### Task description:
Exactly reproduce each line of the listing that follows.

— START OF Records supplied —

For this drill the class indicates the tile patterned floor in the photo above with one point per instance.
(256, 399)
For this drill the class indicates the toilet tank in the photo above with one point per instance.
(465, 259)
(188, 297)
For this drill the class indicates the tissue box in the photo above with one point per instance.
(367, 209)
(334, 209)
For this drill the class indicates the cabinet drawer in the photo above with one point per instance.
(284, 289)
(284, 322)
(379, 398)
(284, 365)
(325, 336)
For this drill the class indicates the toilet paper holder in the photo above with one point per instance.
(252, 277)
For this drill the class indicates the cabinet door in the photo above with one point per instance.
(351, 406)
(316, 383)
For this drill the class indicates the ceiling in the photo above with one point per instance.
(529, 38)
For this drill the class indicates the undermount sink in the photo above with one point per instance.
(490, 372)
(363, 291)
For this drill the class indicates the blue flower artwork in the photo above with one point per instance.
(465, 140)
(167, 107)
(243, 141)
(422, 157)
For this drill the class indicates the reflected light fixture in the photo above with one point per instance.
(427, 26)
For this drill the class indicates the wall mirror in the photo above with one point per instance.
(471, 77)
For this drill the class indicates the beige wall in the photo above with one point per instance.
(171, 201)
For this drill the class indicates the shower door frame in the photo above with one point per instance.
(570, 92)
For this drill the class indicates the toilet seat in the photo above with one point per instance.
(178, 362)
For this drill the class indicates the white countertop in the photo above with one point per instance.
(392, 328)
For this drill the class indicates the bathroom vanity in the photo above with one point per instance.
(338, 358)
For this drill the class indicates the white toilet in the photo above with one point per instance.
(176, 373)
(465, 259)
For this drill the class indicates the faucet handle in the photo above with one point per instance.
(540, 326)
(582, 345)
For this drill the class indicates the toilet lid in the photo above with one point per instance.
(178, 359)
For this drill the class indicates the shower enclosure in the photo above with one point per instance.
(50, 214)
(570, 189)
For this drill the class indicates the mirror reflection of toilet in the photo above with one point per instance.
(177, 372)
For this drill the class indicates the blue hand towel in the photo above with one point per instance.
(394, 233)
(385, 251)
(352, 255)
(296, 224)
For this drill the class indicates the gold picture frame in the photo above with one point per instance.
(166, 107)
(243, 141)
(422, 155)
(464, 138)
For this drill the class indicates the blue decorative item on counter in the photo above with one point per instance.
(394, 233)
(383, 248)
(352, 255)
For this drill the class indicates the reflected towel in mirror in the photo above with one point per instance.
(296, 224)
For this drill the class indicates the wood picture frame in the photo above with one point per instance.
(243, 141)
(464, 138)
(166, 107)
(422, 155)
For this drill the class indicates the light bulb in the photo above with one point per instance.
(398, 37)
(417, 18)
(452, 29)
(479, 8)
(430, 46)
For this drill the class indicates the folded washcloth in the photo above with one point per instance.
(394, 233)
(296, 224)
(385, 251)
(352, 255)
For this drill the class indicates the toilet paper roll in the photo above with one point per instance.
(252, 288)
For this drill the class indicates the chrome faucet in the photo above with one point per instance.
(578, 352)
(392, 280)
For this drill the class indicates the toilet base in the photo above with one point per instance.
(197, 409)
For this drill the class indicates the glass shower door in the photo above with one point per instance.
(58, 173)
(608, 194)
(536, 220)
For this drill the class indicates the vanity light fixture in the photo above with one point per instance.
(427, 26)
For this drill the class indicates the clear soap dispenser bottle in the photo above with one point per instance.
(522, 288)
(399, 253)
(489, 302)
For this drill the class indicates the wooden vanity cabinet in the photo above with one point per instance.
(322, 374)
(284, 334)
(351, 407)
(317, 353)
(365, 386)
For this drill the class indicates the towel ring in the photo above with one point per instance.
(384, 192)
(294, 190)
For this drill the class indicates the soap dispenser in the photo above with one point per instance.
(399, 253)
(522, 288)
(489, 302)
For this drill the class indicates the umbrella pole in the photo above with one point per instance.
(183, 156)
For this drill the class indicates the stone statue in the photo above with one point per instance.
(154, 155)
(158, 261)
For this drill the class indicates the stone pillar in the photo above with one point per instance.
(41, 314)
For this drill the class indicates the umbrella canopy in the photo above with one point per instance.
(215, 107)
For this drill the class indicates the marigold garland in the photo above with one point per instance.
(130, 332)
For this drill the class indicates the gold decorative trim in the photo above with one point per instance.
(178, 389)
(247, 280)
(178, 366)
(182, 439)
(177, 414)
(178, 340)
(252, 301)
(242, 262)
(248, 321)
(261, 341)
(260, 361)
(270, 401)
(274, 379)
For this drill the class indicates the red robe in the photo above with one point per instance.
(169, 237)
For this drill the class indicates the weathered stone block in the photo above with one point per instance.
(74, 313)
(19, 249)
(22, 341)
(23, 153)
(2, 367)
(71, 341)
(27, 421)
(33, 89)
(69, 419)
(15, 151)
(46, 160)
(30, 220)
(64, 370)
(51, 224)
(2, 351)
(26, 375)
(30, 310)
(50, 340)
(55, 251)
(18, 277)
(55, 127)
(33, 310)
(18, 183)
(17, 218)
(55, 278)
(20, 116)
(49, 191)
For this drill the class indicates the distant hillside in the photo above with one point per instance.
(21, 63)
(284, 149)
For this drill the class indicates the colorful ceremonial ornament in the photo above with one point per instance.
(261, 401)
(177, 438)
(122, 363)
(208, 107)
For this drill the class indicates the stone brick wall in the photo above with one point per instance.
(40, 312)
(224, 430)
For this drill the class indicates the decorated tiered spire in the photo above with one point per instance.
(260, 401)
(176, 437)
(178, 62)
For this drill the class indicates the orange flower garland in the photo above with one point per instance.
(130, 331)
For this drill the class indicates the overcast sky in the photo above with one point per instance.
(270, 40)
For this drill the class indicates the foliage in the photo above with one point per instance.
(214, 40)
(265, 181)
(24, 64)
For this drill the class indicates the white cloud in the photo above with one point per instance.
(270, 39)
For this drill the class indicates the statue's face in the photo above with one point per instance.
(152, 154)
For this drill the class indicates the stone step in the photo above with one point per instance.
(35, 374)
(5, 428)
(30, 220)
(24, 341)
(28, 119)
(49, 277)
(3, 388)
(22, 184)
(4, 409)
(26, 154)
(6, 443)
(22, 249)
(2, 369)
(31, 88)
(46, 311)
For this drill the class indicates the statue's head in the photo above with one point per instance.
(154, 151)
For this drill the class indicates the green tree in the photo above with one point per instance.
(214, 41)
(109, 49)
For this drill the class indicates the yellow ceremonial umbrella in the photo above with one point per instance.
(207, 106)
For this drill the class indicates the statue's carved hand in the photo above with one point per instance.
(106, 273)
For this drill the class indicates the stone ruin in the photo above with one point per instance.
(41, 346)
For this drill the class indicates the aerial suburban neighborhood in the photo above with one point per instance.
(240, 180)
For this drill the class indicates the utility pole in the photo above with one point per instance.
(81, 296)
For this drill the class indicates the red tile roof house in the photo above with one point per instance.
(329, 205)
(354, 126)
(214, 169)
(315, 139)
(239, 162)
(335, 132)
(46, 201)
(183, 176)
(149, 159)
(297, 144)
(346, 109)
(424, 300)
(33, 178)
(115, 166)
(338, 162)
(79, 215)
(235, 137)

— END OF Records supplied —

### Result:
For this drill the class indicates the tile patterned floor in the photo above with one point per instance.
(256, 399)
For this drill the class indicates the toilet tank in the photo above with one point per instance.
(465, 259)
(188, 297)
For this drill the class indicates the tissue box in the photo above with one point per instance.
(367, 209)
(334, 209)
For this drill the class indicates the cabinet drawer in the photo above with one point per instance.
(284, 289)
(284, 322)
(379, 398)
(284, 365)
(325, 336)
For this drill the class indicates the toilet paper holder in the photo above with one point per instance.
(252, 277)
For this drill the class indicates the cabinet door in the photo above with one point per instance.
(351, 406)
(316, 383)
For this drill the class indicates the ceiling in the photo above with one point per instance.
(529, 38)
For this drill the class indicates the undermount sink in the photo above with one point per instance.
(490, 372)
(363, 291)
For this drill the class indicates the blue flower artwork in the photo above with one point per instance.
(465, 140)
(167, 107)
(243, 141)
(422, 157)
For this drill the class indicates the reflected light fixture in the photo above with one point per instance.
(427, 26)
For this drill the class indicates the wall mirror in the photo above with one point per instance.
(471, 77)
For this drill the class indicates the beige wall in the photo above with one point per instance.
(171, 201)
For this drill the class indicates the shower door frame in the photo above with one point per instance.
(570, 92)
For this drill the class indicates the toilet seat in the photo above with one point per instance.
(178, 362)
For this drill the class indicates the white countertop in the photo above with one point per instance.
(392, 328)
For this drill the class indicates the bathroom vanity in the photo above with one point per instance.
(338, 358)
For this drill the class indicates the white toilet in the photo above with one point per instance.
(176, 373)
(465, 259)
For this drill the class indicates the faucet handle in the photo above with one point per instance.
(540, 326)
(582, 345)
For this drill the class indicates the toilet lid in the photo above with one point per instance.
(178, 359)
For this drill the class indicates the shower enclosure in the photo above with one point per instance.
(50, 214)
(570, 189)
For this drill the class indicates the mirror reflection of toilet in the photo above with one point per instance.
(177, 372)
For this drill the class indicates the blue hand towel in the photo above with one point per instance.
(394, 233)
(385, 251)
(352, 255)
(296, 224)
For this drill the class indicates the gold picture frame in the photo above with one point per instance.
(166, 107)
(243, 141)
(422, 155)
(464, 138)
For this drill the class indicates the blue decorative item on counter in the photo above with one point per instance.
(394, 233)
(383, 248)
(352, 255)
For this drill the class indicates the reflected towel in mirror in the photo above with one point per instance.
(296, 224)
For this drill the class indicates the wood picture frame in the photo above with one point per instance.
(243, 141)
(464, 138)
(166, 107)
(422, 155)
For this drill the class indicates the light bulb in the photo above with one point per instance.
(398, 37)
(417, 18)
(452, 29)
(479, 8)
(430, 46)
For this drill the class indicates the folded washcloth in the photo above with one point per instance.
(394, 233)
(296, 224)
(385, 251)
(352, 255)
For this drill the class indicates the toilet paper roll in the photo above with one point per instance.
(252, 288)
For this drill the class indicates the chrome faucet in the photo above with one point per instance.
(578, 352)
(392, 280)
For this drill the class indicates the toilet base in the photo above with one point per instance.
(197, 409)
For this drill the class indicates the glass shower door in the photo above with one point per instance.
(58, 173)
(608, 194)
(536, 220)
For this drill the class indicates the vanity light fixture in the photo above with one point per instance.
(427, 26)
For this drill the class indicates the clear soap dispenser bottle in the photo above with one point per instance.
(522, 288)
(399, 253)
(489, 302)
For this drill the class indicates the wooden vanity cabinet in the photo above with one point per instance.
(322, 374)
(284, 334)
(351, 407)
(317, 353)
(365, 386)
For this drill the class indicates the towel ring in the photo above with one point per instance.
(384, 192)
(294, 190)
For this drill the class indicates the soap dispenser in the photo above with one point per instance.
(399, 253)
(522, 288)
(489, 302)
For this drill the class indicates the umbrella pole in the photo above with one point per instance.
(183, 156)
For this drill the class indicates the stone statue in the photo above with one point per instance.
(154, 155)
(158, 261)
For this drill the class indicates the stone pillar in the photo above with one point per instance.
(41, 314)
For this drill the class indicates the umbrella canopy in the photo above with one point per instance.
(215, 107)
For this drill the class indicates the marigold garland in the photo above with one point per instance.
(130, 332)
For this drill the class indicates the gold decorative trim in the photo above with one point per instance.
(178, 389)
(247, 280)
(178, 366)
(182, 439)
(177, 414)
(178, 340)
(252, 301)
(242, 262)
(248, 321)
(261, 341)
(260, 361)
(270, 401)
(274, 379)
For this drill the class indicates the red robe in the photo above with one point per instance.
(169, 237)
For this drill the class indicates the weathered stone block in the photo above with one point per instance.
(74, 313)
(19, 249)
(22, 341)
(23, 153)
(2, 367)
(71, 341)
(27, 421)
(33, 89)
(69, 419)
(15, 151)
(46, 160)
(30, 220)
(64, 370)
(51, 224)
(2, 351)
(26, 375)
(30, 310)
(50, 340)
(55, 251)
(18, 277)
(55, 127)
(33, 310)
(18, 183)
(17, 218)
(55, 278)
(20, 116)
(49, 191)
For this drill the class indicates the distant hillside in the photo above with one point per instance.
(21, 63)
(284, 149)
For this drill the class indicates the colorful ceremonial ornament in the photo above with one point per instance.
(261, 401)
(177, 438)
(122, 363)
(208, 107)
For this drill the class indicates the stone brick wall in the photo above with one point per instance.
(40, 312)
(224, 430)
For this drill the class indicates the decorated tiered spire in the photo above with one point per instance.
(260, 401)
(176, 437)
(178, 62)
For this drill the class indicates the orange flower garland in the photo above with one point per instance.
(130, 331)
For this drill the class indicates the overcast sky in the photo above with one point per instance.
(270, 40)
For this drill the class indicates the foliage in the photo above with one point per instance.
(214, 40)
(265, 181)
(24, 64)
For this drill the class indicates the white cloud in the photo above with one point per instance.
(270, 39)
For this drill the class indicates the statue's face in the photo above with one point per instance.
(152, 154)
For this drill the class indicates the stone step in the photo above with one point per instance.
(35, 374)
(5, 428)
(30, 220)
(24, 341)
(28, 119)
(49, 277)
(3, 388)
(22, 184)
(4, 409)
(26, 154)
(6, 443)
(22, 249)
(2, 369)
(31, 88)
(46, 311)
For this drill the class indicates the statue's head in the photo above with one point per instance.
(154, 151)
For this drill the class indicates the green tree in the photo above with one point per instance.
(214, 41)
(109, 49)
For this drill the class indicates the yellow ceremonial umbrella in the photo above with one point per instance.
(207, 106)
For this drill the class indicates the statue's carved hand in the photo above with one point per instance.
(106, 273)
For this drill the class indicates the stone ruin in the photo above with one point per instance.
(41, 346)
For this drill the class indicates the aerial suburban neighborhood in the photo above with one point per instance.
(240, 180)
For this drill the class indicates the utility pole in the photo above with one point per instance.
(81, 296)
For this drill the class indicates the red tile roof house in the photo above with one point per instance.
(329, 205)
(354, 126)
(214, 169)
(315, 139)
(239, 162)
(335, 132)
(46, 201)
(183, 176)
(149, 159)
(297, 144)
(346, 109)
(424, 300)
(33, 178)
(115, 166)
(338, 162)
(79, 215)
(235, 137)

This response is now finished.